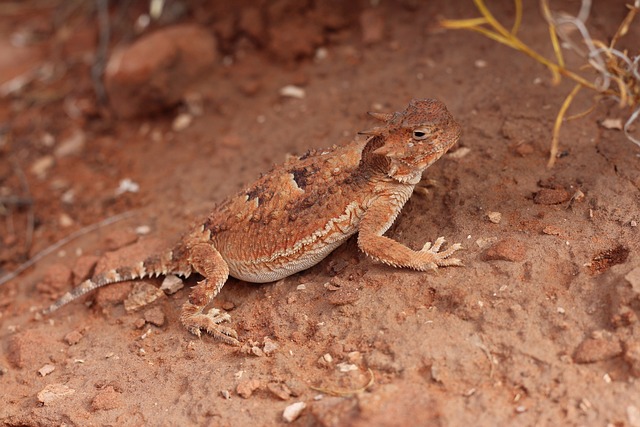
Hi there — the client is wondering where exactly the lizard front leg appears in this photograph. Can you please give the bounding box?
[180,243,240,345]
[358,197,462,271]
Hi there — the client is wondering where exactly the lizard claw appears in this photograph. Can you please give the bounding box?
[420,237,463,270]
[182,308,240,346]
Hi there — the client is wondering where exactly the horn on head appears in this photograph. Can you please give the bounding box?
[368,111,393,122]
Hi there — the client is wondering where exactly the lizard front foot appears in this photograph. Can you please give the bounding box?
[420,237,463,270]
[181,303,240,346]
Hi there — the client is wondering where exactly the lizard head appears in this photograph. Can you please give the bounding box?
[360,99,461,183]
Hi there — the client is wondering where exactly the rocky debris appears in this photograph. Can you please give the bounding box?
[236,379,260,399]
[37,384,76,406]
[573,337,622,363]
[105,25,218,118]
[282,402,307,423]
[533,188,571,205]
[104,229,138,251]
[484,239,527,262]
[38,363,56,377]
[267,382,292,400]
[623,341,640,378]
[91,386,122,411]
[624,267,640,295]
[269,16,324,62]
[54,129,87,158]
[64,330,82,345]
[487,212,502,224]
[144,307,165,326]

──────────

REQUIREMENTS: Write out all the lines above again, each request included, but raise every bounding box coordinate in the answers by 48. Leave the pictures out.

TASK OUTPUT:
Hi there — the client is wondering where exactly the lizard front leg appears in this photograph. Can you please give the bounding box?
[228,291,288,393]
[406,245,510,319]
Hi there — the client is wondering where exactly the lizard claw appears in this photograph. Can you please give the bounding box?
[468,285,511,318]
[230,356,288,394]
Hi there — the client is wondering where exactly the horn on head appears in this photograph. Can you please give the bounding box?
[416,159,441,170]
Hi there — the client is wondering where exactly the lizard front foot appears in this photograph. Can you please give the bounding box?
[468,285,511,318]
[229,351,288,394]
Hi there — the client is wondering where exactly the lizard head appears in this photograph. Can you please give the bounding box?
[408,147,509,231]
Hi there — the client is wondering where exactly the rocky debris appears in this photograph. Can you please give the bounding box?
[284,427,308,447]
[85,432,124,454]
[621,385,670,411]
[153,73,266,166]
[330,450,355,471]
[581,236,619,253]
[152,277,186,299]
[532,287,575,310]
[86,411,104,425]
[315,430,340,448]
[671,389,688,426]
[139,434,170,459]
[672,315,688,343]
[317,64,372,110]
[102,177,135,206]
[112,378,130,393]
[535,260,550,272]
[192,355,213,374]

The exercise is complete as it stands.